───── Entries provided ─────

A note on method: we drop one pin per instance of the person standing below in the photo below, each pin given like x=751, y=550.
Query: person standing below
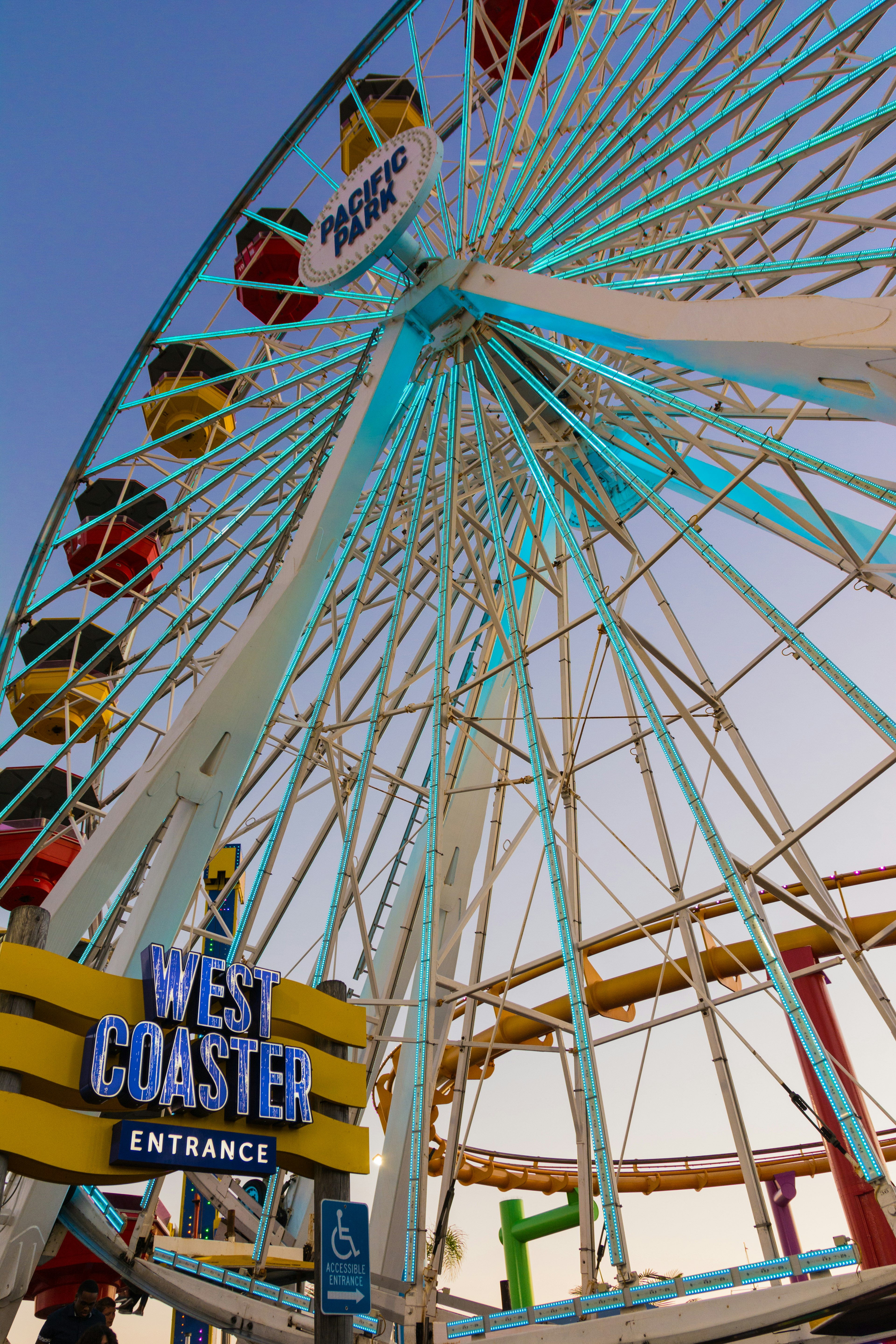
x=69, y=1323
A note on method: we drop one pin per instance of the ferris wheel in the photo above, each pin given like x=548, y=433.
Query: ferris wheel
x=404, y=624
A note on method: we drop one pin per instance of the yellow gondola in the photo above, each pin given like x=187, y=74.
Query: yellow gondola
x=393, y=104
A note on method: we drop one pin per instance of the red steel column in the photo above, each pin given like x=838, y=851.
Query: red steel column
x=867, y=1224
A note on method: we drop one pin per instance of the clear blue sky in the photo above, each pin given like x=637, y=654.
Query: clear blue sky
x=127, y=131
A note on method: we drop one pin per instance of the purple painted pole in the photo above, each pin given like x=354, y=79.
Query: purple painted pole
x=782, y=1189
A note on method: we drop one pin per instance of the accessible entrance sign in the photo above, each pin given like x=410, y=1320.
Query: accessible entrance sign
x=346, y=1263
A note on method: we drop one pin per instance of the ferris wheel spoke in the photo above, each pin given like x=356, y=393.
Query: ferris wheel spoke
x=624, y=177
x=844, y=686
x=573, y=963
x=760, y=933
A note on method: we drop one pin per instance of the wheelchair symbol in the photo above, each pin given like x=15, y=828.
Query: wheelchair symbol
x=343, y=1236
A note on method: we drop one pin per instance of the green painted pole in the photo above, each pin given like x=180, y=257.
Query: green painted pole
x=516, y=1254
x=518, y=1230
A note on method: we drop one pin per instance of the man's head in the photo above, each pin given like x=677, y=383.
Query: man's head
x=108, y=1307
x=87, y=1298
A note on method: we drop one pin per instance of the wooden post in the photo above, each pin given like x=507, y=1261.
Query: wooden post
x=330, y=1185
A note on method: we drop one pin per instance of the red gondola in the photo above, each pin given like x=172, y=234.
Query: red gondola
x=496, y=30
x=275, y=261
x=85, y=552
x=25, y=824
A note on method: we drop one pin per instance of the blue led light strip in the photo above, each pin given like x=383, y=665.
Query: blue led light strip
x=289, y=675
x=844, y=686
x=762, y=940
x=287, y=1298
x=425, y=986
x=311, y=733
x=359, y=794
x=105, y=1208
x=762, y=214
x=526, y=104
x=738, y=177
x=571, y=962
x=261, y=1236
x=714, y=275
x=691, y=1285
x=178, y=666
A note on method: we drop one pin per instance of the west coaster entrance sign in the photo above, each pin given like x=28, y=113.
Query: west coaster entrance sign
x=371, y=210
x=214, y=1069
x=211, y=1073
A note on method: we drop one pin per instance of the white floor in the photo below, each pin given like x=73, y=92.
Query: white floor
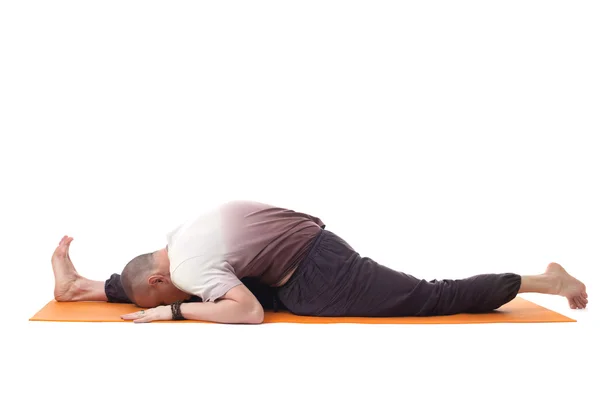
x=123, y=360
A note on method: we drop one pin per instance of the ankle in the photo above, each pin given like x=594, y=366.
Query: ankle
x=554, y=283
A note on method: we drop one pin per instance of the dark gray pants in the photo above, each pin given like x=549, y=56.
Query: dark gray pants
x=334, y=280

─────

What to do: Rewrite all of the lines above with "pin" renamed to "marker" and nothing else changed. Leave the pictures out of your answer.

Exercise response:
A note on method: we drop one marker per instance of the person standing below in the photo below, each marker given like x=751, y=550.
Query: person standing below
x=69, y=1323
A note on method: we drop one marker per instance of the ferris wheel in the photo above, each marker given like x=548, y=433.
Query: ferris wheel
x=404, y=624
A note on method: we drop one marker per instance of the yellow gondola in the photo above, each marker given like x=187, y=74.
Query: yellow gondola
x=393, y=104
A note on method: we drop one marker per instance of the red steel column in the photo above, each marker given like x=838, y=851.
Query: red steel column
x=867, y=1224
A note on method: we drop one marker per instance of the clear blue sky in the photo above, each marker given like x=637, y=654.
Query: clear blue sky
x=127, y=131
A note on method: we drop one marker per instance of the purple painted pole in the photo above, each marker given like x=354, y=79.
Query: purple painted pole
x=782, y=1189
A note on method: we drop one marker per instance of the accessible entrance sign in the photo above, each marker given like x=410, y=1320.
Query: accessible entrance sign
x=346, y=1263
A note on method: we drop one marker per instance of the ferris wheel spoke in the photo above, each marker given like x=356, y=393.
Query: ferris wheel spoke
x=624, y=177
x=844, y=686
x=573, y=963
x=760, y=933
A note on method: we drop one marker per instance of the wheelchair symbol in the photo above, each marker given like x=15, y=828.
Query: wheelchair symbol
x=343, y=1236
A note on method: we drop one marker per instance of the green painted pole in the photo above, each marker given like x=180, y=257.
Query: green painted pole
x=516, y=1254
x=518, y=1230
A note on method: we drop one marker per instance of the man's head in the photo above, each marker given like x=677, y=383.
Query: man's head
x=108, y=1307
x=87, y=1298
A note on method: we drop one marker per instance of the wooden post in the photo above, each marker given like x=507, y=1261.
Query: wooden post
x=330, y=1185
A note on method: we drop one marker per instance of the red gondola in the photo above, each marker given like x=172, y=234.
Query: red gondola
x=496, y=30
x=275, y=261
x=85, y=552
x=25, y=824
A note on method: we drop one marker per instance of the blue led light strip in the photo above, each marker given like x=383, y=665.
Query: blue led light strip
x=289, y=675
x=844, y=686
x=762, y=940
x=287, y=1298
x=425, y=986
x=311, y=733
x=359, y=794
x=105, y=1208
x=762, y=214
x=526, y=104
x=738, y=177
x=571, y=962
x=261, y=1236
x=714, y=275
x=691, y=1285
x=178, y=666
A note on method: we drop one marker per instance of the west coaster entrance sign in the photo above, each marker given like x=28, y=113.
Query: west coaster entrance sign
x=371, y=210
x=214, y=1069
x=211, y=1073
A note on method: we drop one marker per instance of the white floor in the photo below, each marker given like x=73, y=92.
Query: white floor
x=123, y=360
A note on method: we drop one marker per instance of the ankle in the photo above, each marker given like x=594, y=366.
Query: ankle
x=554, y=283
A note on method: we drop one marker per instance of the dark gray pants in the photo above, each marker given like x=549, y=56.
Query: dark gray pants
x=334, y=280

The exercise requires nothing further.